Return each of the following rows verbatim, with no changes.
═══ Record extracts ═══
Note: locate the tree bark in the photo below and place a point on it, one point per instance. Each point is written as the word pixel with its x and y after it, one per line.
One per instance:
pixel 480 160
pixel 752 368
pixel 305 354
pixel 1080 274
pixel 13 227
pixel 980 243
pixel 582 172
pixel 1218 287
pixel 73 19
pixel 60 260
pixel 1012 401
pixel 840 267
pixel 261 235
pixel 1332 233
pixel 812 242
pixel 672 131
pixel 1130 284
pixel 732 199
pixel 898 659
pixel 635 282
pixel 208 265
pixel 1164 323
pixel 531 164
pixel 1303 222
═══
Task result
Note: locate the tree bark in the photo below and place a point on it, one point per instance. Each point is written as the word pixel with its x and y after it, one per line.
One per instance:
pixel 480 160
pixel 752 368
pixel 305 354
pixel 1080 274
pixel 13 227
pixel 980 243
pixel 582 172
pixel 1218 287
pixel 73 19
pixel 60 260
pixel 1012 401
pixel 840 267
pixel 261 235
pixel 1332 233
pixel 812 242
pixel 672 131
pixel 1130 284
pixel 732 199
pixel 898 659
pixel 635 282
pixel 208 265
pixel 1164 323
pixel 531 164
pixel 1303 222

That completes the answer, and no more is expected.